Segment Start: Source material

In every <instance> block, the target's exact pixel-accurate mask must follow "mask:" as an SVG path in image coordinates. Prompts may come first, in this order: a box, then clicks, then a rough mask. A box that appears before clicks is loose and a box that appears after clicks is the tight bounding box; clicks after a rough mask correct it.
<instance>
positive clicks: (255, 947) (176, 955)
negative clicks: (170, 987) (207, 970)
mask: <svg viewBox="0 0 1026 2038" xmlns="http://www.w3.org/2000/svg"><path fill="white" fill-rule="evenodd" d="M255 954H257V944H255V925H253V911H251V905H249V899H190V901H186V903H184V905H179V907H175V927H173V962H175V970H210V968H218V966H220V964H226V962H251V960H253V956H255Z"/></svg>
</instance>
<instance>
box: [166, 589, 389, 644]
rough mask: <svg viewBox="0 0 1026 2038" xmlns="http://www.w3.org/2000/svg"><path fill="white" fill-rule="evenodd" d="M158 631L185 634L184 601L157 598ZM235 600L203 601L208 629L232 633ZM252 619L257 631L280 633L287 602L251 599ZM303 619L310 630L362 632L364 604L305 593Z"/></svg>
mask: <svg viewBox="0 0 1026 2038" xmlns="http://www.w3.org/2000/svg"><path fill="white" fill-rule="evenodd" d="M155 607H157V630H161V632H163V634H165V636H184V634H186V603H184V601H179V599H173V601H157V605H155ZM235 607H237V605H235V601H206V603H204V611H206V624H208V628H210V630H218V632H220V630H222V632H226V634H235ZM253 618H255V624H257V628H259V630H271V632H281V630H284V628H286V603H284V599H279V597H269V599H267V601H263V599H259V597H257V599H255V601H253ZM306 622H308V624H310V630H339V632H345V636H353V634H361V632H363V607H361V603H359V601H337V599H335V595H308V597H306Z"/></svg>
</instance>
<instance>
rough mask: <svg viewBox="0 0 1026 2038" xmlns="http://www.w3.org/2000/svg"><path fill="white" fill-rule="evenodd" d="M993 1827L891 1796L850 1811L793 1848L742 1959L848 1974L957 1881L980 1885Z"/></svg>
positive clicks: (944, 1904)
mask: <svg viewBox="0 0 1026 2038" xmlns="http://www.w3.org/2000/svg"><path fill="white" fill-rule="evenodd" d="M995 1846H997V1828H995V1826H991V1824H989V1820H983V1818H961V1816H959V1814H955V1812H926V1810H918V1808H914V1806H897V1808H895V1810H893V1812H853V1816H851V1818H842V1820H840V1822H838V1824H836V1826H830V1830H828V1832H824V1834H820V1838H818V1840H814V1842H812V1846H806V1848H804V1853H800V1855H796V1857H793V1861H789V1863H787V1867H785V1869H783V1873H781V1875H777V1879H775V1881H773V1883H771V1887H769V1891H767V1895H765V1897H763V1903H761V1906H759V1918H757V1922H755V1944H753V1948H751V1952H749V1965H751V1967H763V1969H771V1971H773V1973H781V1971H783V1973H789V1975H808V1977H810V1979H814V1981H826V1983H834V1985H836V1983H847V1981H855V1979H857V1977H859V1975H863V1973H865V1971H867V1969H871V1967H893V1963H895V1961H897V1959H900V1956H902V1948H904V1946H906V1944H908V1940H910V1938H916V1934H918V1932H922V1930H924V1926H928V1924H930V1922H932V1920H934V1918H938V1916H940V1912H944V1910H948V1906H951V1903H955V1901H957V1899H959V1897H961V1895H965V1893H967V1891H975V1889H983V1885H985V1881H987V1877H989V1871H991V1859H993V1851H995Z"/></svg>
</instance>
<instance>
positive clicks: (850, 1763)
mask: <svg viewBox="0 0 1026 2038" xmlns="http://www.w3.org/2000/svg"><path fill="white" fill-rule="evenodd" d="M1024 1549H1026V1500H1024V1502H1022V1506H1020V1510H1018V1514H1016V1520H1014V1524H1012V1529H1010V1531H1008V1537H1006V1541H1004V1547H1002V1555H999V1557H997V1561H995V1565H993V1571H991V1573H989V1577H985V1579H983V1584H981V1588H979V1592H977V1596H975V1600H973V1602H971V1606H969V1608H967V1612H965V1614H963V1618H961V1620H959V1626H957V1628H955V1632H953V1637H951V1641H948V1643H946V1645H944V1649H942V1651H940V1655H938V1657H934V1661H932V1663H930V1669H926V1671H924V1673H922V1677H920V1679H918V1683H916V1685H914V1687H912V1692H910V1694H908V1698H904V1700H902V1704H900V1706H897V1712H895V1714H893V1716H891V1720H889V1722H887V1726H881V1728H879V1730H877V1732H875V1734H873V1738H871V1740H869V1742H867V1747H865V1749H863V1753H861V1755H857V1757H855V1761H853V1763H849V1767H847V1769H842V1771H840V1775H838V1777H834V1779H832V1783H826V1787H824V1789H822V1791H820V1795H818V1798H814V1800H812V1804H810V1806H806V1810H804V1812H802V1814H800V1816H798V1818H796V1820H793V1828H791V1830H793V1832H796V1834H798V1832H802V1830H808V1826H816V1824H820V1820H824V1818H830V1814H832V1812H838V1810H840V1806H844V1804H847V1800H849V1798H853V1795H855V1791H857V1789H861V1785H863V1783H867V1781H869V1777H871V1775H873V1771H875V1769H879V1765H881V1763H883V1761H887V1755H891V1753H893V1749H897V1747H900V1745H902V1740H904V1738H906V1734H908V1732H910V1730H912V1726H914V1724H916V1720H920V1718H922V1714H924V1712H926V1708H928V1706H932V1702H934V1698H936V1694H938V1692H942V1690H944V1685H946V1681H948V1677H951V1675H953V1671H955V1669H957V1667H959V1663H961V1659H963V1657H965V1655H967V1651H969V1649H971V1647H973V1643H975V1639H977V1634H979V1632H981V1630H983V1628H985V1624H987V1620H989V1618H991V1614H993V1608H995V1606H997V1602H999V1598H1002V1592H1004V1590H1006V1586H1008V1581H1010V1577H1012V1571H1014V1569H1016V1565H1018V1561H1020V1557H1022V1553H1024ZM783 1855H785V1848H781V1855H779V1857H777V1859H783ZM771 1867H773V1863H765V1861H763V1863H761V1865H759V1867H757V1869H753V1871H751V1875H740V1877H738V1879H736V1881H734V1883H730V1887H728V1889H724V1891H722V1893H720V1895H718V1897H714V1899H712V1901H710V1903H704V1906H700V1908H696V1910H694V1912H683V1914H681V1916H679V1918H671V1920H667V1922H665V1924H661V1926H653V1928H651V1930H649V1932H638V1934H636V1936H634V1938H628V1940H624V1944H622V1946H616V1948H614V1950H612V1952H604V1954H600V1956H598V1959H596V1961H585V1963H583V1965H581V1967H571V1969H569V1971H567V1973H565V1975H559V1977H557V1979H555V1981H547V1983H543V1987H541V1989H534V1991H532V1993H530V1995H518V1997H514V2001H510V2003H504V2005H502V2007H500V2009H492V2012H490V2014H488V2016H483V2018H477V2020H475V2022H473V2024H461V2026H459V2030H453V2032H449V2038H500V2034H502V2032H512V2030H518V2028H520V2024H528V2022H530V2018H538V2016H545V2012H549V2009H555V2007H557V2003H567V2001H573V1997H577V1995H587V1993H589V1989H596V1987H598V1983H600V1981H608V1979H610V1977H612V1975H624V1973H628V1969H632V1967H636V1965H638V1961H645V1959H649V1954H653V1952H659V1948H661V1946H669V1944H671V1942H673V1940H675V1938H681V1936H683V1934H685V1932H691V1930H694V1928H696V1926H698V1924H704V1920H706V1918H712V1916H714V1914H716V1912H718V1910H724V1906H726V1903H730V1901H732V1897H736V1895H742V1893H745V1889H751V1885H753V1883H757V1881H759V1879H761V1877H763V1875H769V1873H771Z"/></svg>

Segment End: Source material

The expected response is every record, reproduced word for word.

In every <instance> block, the target's exact pixel-accurate mask must follow "mask:" as an SVG path in image coordinates. Prompts may come first, in this order: a box, then clicks, then a rough mask. A box that appears before clicks is loose and a box that appears after clicks is the tight bounding box; clicks after a rough mask correct it.
<instance>
positive clicks: (255, 947) (176, 955)
negative clicks: (170, 987) (207, 970)
mask: <svg viewBox="0 0 1026 2038" xmlns="http://www.w3.org/2000/svg"><path fill="white" fill-rule="evenodd" d="M255 954H257V944H255V925H253V911H251V905H249V899H190V901H186V903H184V905H179V907H175V927H173V962H175V970H210V968H218V966H220V964H226V962H251V960H253V956H255Z"/></svg>
</instance>
<instance>
box: [166, 589, 389, 644]
rough mask: <svg viewBox="0 0 1026 2038" xmlns="http://www.w3.org/2000/svg"><path fill="white" fill-rule="evenodd" d="M158 631L185 634L184 601L157 598ZM235 600L203 601L208 629L232 633ZM252 619L257 631L280 633L287 602L251 599ZM303 619L310 630L362 632L364 604L305 593Z"/></svg>
mask: <svg viewBox="0 0 1026 2038" xmlns="http://www.w3.org/2000/svg"><path fill="white" fill-rule="evenodd" d="M155 607H157V630H161V632H163V634H165V636H184V634H186V603H184V601H179V599H173V601H157V605H155ZM235 607H237V605H235V601H206V603H204V611H206V624H208V628H210V630H218V632H220V630H222V632H226V634H235ZM253 618H255V624H257V628H259V630H271V632H281V630H284V628H286V603H284V599H279V597H269V599H267V601H263V599H259V597H257V599H255V601H253ZM306 622H308V624H310V630H339V632H345V636H353V634H361V632H363V607H361V603H359V601H337V599H335V595H308V597H306Z"/></svg>
</instance>
<instance>
rough mask: <svg viewBox="0 0 1026 2038" xmlns="http://www.w3.org/2000/svg"><path fill="white" fill-rule="evenodd" d="M993 1827L891 1796L850 1811L793 1848L742 1959L848 1974L957 1881L980 1885Z"/></svg>
positive clicks: (944, 1904)
mask: <svg viewBox="0 0 1026 2038" xmlns="http://www.w3.org/2000/svg"><path fill="white" fill-rule="evenodd" d="M995 1846H997V1828H995V1826H991V1824H989V1820H983V1818H961V1816H959V1814H955V1812H926V1810H918V1808H914V1806H897V1808H895V1810H893V1812H853V1816H851V1818H842V1820H840V1822H838V1824H836V1826H830V1830H828V1832H824V1834H820V1838H818V1840H814V1842H812V1846H806V1848H804V1853H800V1855H796V1857H793V1861H789V1863H787V1867H785V1869H783V1873H781V1875H777V1879H775V1881H773V1883H771V1887H769V1891H767V1895H765V1897H763V1903H761V1906H759V1918H757V1922H755V1944H753V1948H751V1952H749V1965H751V1967H763V1969H771V1971H773V1973H781V1971H783V1973H789V1975H808V1977H810V1979H814V1981H826V1983H834V1985H836V1983H847V1981H855V1979H857V1977H859V1975H863V1973H865V1971H867V1969H871V1967H893V1963H895V1961H897V1959H900V1956H902V1948H904V1946H906V1944H908V1940H910V1938H916V1934H918V1932H922V1930H924V1926H928V1924H930V1922H932V1920H934V1918H938V1916H940V1912H944V1910H948V1906H951V1903H955V1901H957V1899H959V1897H961V1895H965V1893H967V1891H975V1889H983V1885H985V1881H987V1877H989V1871H991V1859H993V1851H995Z"/></svg>
</instance>
<instance>
positive clicks: (850, 1763)
mask: <svg viewBox="0 0 1026 2038" xmlns="http://www.w3.org/2000/svg"><path fill="white" fill-rule="evenodd" d="M1024 1549H1026V1500H1024V1502H1022V1506H1020V1510H1018V1514H1016V1520H1014V1524H1012V1529H1010V1531H1008V1537H1006V1541H1004V1547H1002V1555H999V1557H997V1561H995V1565H993V1571H991V1573H989V1577H985V1579H983V1584H981V1588H979V1592H977V1596H975V1600H973V1602H971V1606H969V1608H967V1612H965V1614H963V1618H961V1620H959V1626H957V1628H955V1632H953V1637H951V1641H948V1643H946V1645H944V1649H942V1651H940V1655H938V1657H934V1661H932V1663H930V1669H926V1671H924V1673H922V1677H920V1679H918V1683H916V1685H914V1687H912V1692H910V1694H908V1698H904V1700H902V1704H900V1706H897V1712H895V1714H893V1716H891V1720H889V1722H887V1726H881V1728H879V1730H877V1732H875V1734H873V1738H871V1740H869V1742H867V1747H865V1749H863V1753H861V1755H857V1757H855V1761H853V1763H849V1767H847V1769H842V1771H840V1775H838V1777H834V1779H832V1783H826V1787H824V1789H822V1791H820V1795H818V1798H814V1800H812V1804H810V1806H806V1810H804V1812H802V1814H800V1816H798V1818H796V1820H793V1828H791V1830H793V1832H796V1834H798V1832H802V1830H808V1826H816V1824H820V1820H824V1818H830V1814H832V1812H838V1810H840V1806H844V1804H847V1800H849V1798H853V1795H855V1791H857V1789H861V1785H863V1783H867V1781H869V1777H871V1775H873V1771H875V1769H879V1765H881V1763H883V1761H887V1755H891V1753H893V1749H897V1747H900V1745H902V1740H904V1738H906V1734H908V1732H910V1730H912V1726H914V1724H916V1720H920V1718H922V1714H924V1712H926V1708H928V1706H932V1702H934V1698H936V1694H938V1692H942V1690H944V1685H946V1681H948V1677H951V1675H953V1671H955V1669H957V1667H959V1663H961V1659H963V1657H965V1655H967V1651H969V1649H971V1647H973V1643H975V1639H977V1634H979V1632H981V1630H983V1628H985V1624H987V1620H989V1618H991V1614H993V1608H995V1606H997V1602H999V1598H1002V1592H1004V1590H1006V1586H1008V1581H1010V1577H1012V1571H1014V1569H1016V1565H1018V1561H1020V1557H1022V1553H1024ZM783 1855H785V1848H781V1855H779V1857H777V1859H783ZM771 1867H773V1863H765V1861H763V1863H761V1865H759V1867H757V1869H753V1871H751V1875H740V1877H738V1879H736V1881H734V1883H730V1887H728V1889H724V1891H722V1893H720V1895H718V1897H714V1899H712V1901H710V1903H704V1906H700V1908H696V1910H694V1912H683V1914H681V1916H679V1918H671V1920H667V1922H665V1924H661V1926H653V1928H651V1930H649V1932H638V1934H636V1936H634V1938H628V1940H624V1944H622V1946H616V1948H614V1950H612V1952H604V1954H600V1956H598V1959H596V1961H585V1963H583V1965H581V1967H571V1969H569V1971H567V1973H565V1975H559V1977H557V1979H555V1981H547V1983H543V1987H541V1989H534V1991H532V1993H530V1995H518V1997H514V2001H510V2003H504V2005H502V2007H500V2009H492V2012H490V2014H488V2016H483V2018H477V2020H475V2022H473V2024H461V2026H459V2030H453V2032H449V2038H500V2034H502V2032H512V2030H518V2028H520V2024H528V2022H530V2018H538V2016H545V2012H549V2009H555V2007H557V2003H567V2001H573V1997H577V1995H587V1993H589V1989H596V1987H598V1983H600V1981H608V1979H610V1977H612V1975H624V1973H628V1969H632V1967H636V1965H638V1961H645V1959H649V1954H653V1952H659V1948H661V1946H669V1944H671V1942H673V1940H675V1938H681V1936H683V1934H685V1932H691V1930H694V1928H696V1926H698V1924H704V1920H706V1918H712V1916H714V1914H716V1912H718V1910H724V1906H726V1903H730V1901H732V1897H736V1895H742V1893H745V1889H751V1885H753V1883H757V1881H759V1879H761V1877H763V1875H769V1873H771Z"/></svg>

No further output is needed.